* Task to carry out *
Rewrite the items from the start through the line with "[[0, 221, 626, 416]]", replacing every "Model Card" with "Data Card" and leaving the rest unchanged.
==============================
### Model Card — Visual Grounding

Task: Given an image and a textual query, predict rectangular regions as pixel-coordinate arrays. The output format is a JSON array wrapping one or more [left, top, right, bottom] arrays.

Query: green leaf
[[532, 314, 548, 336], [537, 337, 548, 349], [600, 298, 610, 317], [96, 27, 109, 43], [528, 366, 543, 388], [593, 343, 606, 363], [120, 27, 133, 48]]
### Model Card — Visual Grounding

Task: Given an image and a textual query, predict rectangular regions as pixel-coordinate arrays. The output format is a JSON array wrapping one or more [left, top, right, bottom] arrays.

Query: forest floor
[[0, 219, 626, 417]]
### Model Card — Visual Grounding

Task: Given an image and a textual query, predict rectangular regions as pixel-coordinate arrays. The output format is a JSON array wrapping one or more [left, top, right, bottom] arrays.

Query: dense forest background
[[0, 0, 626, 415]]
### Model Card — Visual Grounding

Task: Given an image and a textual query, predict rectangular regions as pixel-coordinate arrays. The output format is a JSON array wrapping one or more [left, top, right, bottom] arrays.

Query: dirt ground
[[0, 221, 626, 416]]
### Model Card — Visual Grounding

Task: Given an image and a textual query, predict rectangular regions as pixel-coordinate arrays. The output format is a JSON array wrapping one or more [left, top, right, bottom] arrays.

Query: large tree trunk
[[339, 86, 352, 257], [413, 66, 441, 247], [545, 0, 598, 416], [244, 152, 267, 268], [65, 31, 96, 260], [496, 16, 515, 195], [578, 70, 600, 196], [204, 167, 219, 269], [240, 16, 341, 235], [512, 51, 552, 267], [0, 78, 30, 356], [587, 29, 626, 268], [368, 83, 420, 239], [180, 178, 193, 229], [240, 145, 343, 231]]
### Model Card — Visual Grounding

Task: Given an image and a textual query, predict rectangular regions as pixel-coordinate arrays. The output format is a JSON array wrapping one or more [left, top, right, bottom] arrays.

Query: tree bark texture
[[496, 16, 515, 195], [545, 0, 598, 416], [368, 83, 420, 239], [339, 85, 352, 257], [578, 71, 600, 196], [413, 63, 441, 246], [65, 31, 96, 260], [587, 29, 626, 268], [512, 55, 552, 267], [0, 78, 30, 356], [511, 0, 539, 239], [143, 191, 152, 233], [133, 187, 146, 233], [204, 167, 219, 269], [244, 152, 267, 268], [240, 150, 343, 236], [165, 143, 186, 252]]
==============================
* Completed task *
### Data Card — Visual Grounding

Task: Given an image and a textual query, predict rectangular regions as pixel-coordinate arrays. The output format is a JSON array wrapping one or more [left, top, right, bottom] arrays.

Query: green leaf
[[532, 314, 548, 336], [537, 337, 548, 349], [600, 298, 610, 317], [96, 27, 109, 43], [528, 366, 543, 388], [593, 343, 606, 363], [120, 27, 133, 48]]
### Data Card — Visual Grounding

Task: Given an image and a textual query, predict rectangular regions as pixel-coordinate arrays. The output format is a JSON array wrapping one or more [left, top, right, bottom] arrays.

Query: forest floor
[[0, 219, 626, 417]]
### Data Card — Visual Grounding

Task: Given an image and a textual query, predict rectangular regions as pixel-coordinate arrays. The output format is a JSON array wrapping one or more [left, top, right, bottom] arrays.

Query: dense forest background
[[0, 0, 626, 415]]
### Data Card — Visual Grounding

Task: Given an image and a textual query, predict rectangular regions as pixel-coordinate arrays. The output format is a JSON array wrapping one or more [left, top, right, bottom] arrays.

Query: dirt ground
[[0, 221, 626, 416]]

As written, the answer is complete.